* Excerpt to read:
What tips does an architect have regarding day to day information security? Well, let’s take a security architecture concept and apply it to your situation. For example, consider the idea of ensuring the confidentiality of sensitive information. This idea is broadly applicable everyday on the web. From an architectural perspective it is helpful to think about the two states of confidential information, namely, at rest (e.g., stored in a file) and in transit (e.g., whizzing across the Internet from server to laptop).
Take a scenario where you keep your credit card and expiration date in a file on your PC (you can remember your CVV, that three digit code on the back of your credit card, because it's so short). Doing this makes it so much easier for you go shopping on the web because you can just cut and paste your information quickly, conveniently and without worrying about typing errors, etc. So you surf to your favorite shopping site, find the widget you want to buy, follow the checkout process, open the credit card file, cut and paste your credit card information, submit it, and in a few days your stuff arrives.
Let's talk about your information's confidentiality during the 4 steps in an online transaction:
1) In your computer file: First, if you saved your credit card information on your computer, it is sitting in a file. Here it definitely should have been encrypted in such a way that only you could decrypt and read it, for example, using a password protected file encryption such as the free GNU Privacy Guard.

* Material provided:
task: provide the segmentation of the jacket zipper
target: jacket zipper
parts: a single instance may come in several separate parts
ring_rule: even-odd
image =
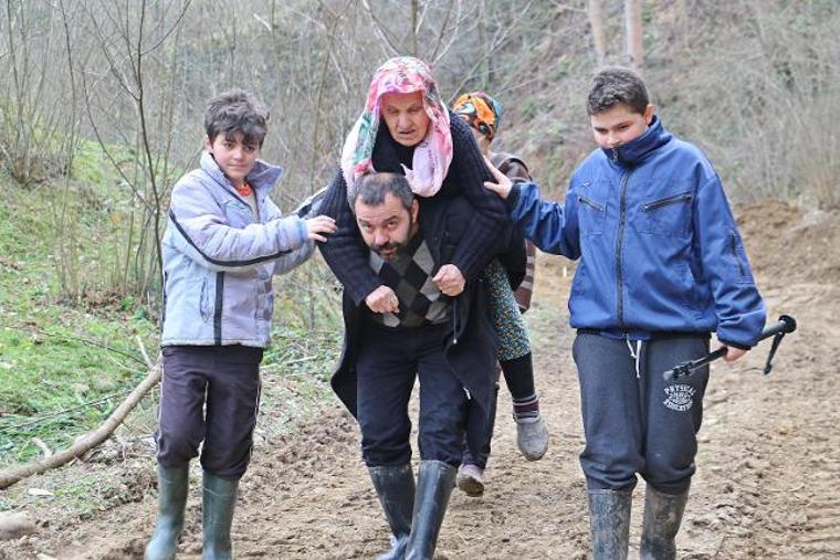
[[[738,256],[738,237],[732,233],[729,234],[729,239],[732,240],[732,257],[735,258],[735,262],[738,263],[738,272],[741,273],[741,276],[744,276],[744,264],[741,262],[741,257]]]
[[[603,207],[601,204],[595,202],[594,200],[589,200],[586,197],[578,196],[578,202],[580,202],[581,204],[586,204],[587,207],[592,208],[597,210],[598,212],[603,212]]]
[[[621,286],[624,283],[624,275],[621,271],[621,249],[624,244],[624,222],[627,216],[627,183],[630,180],[632,171],[624,173],[621,178],[621,202],[618,210],[618,235],[616,236],[616,281],[618,292],[618,325],[621,329],[624,328],[624,297]]]
[[[673,204],[675,202],[682,202],[684,200],[691,200],[691,192],[683,192],[680,194],[674,194],[673,197],[668,197],[666,199],[658,200],[655,202],[650,202],[648,204],[644,204],[644,211],[650,212],[651,210],[655,210],[661,207],[666,207],[668,204]]]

* Required work:
a. Could you write the records above out again with "jacket zipper" replaced by "coat zipper", changing nothing else and leaving out the pictures?
b. How would the piece on keeping credit card details confidential when shopping online continue after its final sentence? Write that continuation.

* Task answers:
a.
task: provide the segmentation of the coat zipper
target: coat zipper
parts: a single instance may come in several separate parts
ring_rule: even-odd
image =
[[[738,256],[738,237],[732,233],[729,234],[729,239],[732,240],[732,257],[735,258],[735,262],[738,263],[738,272],[741,273],[741,276],[744,276],[744,264],[741,262],[741,257]]]
[[[603,207],[601,204],[595,202],[594,200],[589,200],[586,197],[578,196],[578,202],[580,202],[581,204],[586,204],[587,207],[592,208],[597,210],[598,212],[603,212]]]
[[[621,286],[624,283],[624,275],[621,271],[621,249],[624,244],[624,222],[627,216],[627,183],[630,180],[632,171],[624,173],[621,178],[621,202],[618,210],[618,235],[616,236],[616,281],[618,292],[618,325],[621,329],[624,328],[624,297]]]
[[[673,204],[675,202],[682,202],[684,200],[691,200],[691,192],[683,192],[680,194],[674,194],[673,197],[668,197],[666,199],[658,200],[655,202],[650,202],[648,204],[644,204],[644,211],[650,212],[651,210],[655,210],[661,207],[666,207],[668,204]]]

b.
2) On the merchant's order form: Next, you cut and pasted it to the online merchant’s checkout page. Did you make sure the browser was indicating that the communications were protected by verifying that there were no browser warnings about unrecognized or expired digital certificates? These certificates are used to help you make sure that you’re really at the web site of the merchant you think you are. Some browsers use a color coding scheme in the URL field and green is usually the color indicating the site’s authenticity has been successfully verified.
3) In transit on the web: When you submit your credit card information, the data will suddenly be in transit across the Internet! Prior to submitting anything, make sure it is protected in transit by confirming the URL of the page where you entered your personal data begins with the string https://... Instead of the normal http://... . That extra ‘s’ in https is for security and it means the data stream between your browser and the merchant’s web server is encrypted.
4) On the site receiving your info: And finally, after you press Submit, if you get any browser warning about information being sent unsecured, your browser is warning you that, although the page you were on was secure, the place you’re submitting the credit card info. to may not be. When you recieve such warnings while transacting confidential information you should cancel out of the transaction and perform your purchase via a different medium (e.g., over the phone).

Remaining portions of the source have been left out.